## [YOUR OBJECTIVE]
Find each line in the records below that contains the word "marble", and copy it out.

★ ★ ★

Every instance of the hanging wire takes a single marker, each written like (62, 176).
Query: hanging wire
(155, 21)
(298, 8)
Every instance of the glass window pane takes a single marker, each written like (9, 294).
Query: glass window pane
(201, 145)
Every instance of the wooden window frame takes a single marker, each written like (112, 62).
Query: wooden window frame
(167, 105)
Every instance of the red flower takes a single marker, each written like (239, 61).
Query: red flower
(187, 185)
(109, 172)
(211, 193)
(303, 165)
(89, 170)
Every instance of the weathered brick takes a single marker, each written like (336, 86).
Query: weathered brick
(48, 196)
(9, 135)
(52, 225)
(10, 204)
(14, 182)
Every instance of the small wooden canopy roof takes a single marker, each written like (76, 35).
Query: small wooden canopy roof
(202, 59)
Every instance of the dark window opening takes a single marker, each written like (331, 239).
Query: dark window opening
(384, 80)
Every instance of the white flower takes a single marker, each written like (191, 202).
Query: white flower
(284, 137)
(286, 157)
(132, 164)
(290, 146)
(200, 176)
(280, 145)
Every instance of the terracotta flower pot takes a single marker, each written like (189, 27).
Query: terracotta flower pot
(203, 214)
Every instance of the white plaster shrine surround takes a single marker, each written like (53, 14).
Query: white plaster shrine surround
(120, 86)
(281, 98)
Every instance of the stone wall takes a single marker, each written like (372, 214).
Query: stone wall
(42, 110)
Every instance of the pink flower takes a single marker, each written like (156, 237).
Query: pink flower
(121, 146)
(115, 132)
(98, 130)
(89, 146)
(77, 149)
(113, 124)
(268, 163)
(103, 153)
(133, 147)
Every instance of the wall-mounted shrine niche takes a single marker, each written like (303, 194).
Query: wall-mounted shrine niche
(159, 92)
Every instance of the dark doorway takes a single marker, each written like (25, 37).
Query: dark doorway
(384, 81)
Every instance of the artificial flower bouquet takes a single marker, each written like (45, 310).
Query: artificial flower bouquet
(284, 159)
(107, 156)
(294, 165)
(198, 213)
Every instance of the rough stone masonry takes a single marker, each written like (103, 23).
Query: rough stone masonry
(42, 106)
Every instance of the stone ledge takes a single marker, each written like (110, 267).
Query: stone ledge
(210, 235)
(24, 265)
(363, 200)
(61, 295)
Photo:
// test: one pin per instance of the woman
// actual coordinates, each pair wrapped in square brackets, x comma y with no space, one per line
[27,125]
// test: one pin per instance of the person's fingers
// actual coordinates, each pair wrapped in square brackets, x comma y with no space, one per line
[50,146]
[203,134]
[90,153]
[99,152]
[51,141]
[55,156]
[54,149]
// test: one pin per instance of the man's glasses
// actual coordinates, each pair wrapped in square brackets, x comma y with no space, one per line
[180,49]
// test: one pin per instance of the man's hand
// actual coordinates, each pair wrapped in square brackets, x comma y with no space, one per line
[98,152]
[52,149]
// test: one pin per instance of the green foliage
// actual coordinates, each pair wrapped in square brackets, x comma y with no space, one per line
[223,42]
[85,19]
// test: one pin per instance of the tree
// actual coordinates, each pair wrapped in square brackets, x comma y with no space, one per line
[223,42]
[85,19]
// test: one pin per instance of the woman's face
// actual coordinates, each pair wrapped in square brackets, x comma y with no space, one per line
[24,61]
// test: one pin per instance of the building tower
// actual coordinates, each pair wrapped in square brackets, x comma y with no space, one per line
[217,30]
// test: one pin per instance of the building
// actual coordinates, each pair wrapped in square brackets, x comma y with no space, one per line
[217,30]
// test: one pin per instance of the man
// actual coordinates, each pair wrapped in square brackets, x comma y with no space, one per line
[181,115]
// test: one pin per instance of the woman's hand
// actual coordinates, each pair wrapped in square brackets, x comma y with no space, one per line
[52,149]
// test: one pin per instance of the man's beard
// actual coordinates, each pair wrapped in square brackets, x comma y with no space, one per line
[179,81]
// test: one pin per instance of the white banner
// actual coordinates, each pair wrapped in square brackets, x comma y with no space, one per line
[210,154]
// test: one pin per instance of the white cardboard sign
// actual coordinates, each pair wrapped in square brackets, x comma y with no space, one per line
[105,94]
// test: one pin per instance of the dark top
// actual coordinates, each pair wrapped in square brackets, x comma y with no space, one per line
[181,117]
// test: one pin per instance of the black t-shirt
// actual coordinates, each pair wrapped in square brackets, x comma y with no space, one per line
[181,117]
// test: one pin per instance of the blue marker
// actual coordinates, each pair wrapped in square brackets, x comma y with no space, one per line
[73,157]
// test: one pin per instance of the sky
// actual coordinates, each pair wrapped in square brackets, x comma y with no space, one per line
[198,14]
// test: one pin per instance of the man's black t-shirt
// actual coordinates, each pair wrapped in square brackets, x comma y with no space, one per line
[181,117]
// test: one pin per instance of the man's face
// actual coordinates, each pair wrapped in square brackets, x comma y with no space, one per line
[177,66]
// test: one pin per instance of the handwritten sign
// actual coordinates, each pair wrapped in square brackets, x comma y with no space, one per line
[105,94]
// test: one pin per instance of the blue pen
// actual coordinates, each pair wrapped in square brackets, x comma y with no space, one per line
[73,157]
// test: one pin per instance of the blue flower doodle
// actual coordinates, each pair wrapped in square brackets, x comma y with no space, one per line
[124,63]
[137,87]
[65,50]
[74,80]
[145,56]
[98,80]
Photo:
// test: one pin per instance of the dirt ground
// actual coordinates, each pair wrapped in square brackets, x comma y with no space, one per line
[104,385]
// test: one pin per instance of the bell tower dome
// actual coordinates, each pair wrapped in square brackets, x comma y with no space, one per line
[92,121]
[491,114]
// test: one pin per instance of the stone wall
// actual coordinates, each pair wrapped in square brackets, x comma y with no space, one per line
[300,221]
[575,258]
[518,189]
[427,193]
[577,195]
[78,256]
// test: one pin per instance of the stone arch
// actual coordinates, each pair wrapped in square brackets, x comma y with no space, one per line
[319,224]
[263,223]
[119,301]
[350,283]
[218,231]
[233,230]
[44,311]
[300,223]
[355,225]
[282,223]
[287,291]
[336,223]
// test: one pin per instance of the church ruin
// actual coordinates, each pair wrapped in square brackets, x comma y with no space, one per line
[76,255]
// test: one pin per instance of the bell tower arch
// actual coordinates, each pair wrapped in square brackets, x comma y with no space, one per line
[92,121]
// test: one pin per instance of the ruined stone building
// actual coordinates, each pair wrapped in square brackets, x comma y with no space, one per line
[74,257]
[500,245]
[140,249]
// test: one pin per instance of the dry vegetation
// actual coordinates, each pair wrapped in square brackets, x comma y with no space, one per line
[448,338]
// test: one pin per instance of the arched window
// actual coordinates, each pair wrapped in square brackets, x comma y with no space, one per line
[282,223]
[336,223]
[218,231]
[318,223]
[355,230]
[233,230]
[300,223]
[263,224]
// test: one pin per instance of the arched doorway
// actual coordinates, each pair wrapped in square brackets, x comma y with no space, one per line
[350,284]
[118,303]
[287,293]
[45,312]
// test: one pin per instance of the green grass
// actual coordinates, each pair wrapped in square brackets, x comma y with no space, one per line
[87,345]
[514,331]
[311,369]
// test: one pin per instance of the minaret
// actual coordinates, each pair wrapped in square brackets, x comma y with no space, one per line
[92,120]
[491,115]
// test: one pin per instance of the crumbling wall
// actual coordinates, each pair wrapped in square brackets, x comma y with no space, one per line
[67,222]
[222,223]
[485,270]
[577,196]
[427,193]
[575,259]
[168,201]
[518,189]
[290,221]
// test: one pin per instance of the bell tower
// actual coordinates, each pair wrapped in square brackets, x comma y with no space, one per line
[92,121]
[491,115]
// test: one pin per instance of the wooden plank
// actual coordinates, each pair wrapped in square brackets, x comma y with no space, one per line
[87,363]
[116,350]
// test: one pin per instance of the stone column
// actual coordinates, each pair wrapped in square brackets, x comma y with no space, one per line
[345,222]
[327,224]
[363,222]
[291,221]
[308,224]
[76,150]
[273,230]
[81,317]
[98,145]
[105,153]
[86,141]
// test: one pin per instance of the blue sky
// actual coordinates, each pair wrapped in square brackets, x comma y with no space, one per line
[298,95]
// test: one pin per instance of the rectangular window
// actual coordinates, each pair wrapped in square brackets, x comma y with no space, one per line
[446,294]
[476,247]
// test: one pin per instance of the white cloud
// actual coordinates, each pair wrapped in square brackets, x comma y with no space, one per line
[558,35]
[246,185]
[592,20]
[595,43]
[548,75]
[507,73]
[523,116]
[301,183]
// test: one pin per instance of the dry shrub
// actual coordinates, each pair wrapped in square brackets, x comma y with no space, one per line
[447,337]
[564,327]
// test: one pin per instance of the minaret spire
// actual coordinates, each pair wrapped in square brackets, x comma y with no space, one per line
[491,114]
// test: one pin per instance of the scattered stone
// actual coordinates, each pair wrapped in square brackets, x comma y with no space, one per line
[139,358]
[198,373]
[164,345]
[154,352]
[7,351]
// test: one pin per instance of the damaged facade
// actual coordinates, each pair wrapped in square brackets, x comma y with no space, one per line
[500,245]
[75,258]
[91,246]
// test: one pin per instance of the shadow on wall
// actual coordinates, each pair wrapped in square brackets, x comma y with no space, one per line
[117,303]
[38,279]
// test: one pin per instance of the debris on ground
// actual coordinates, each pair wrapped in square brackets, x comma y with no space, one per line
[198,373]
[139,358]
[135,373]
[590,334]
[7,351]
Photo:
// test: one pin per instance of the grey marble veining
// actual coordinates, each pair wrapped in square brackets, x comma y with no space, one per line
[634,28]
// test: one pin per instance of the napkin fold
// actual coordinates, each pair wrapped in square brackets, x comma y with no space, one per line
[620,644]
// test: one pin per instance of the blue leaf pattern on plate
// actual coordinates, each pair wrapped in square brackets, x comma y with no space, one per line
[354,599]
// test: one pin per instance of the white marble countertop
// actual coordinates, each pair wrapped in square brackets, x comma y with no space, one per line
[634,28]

★ ★ ★

## [ANSWER TO THE PROBLEM]
// test: one pin per instance of the grey marble veining
// test: one pin per instance of the white marble countertop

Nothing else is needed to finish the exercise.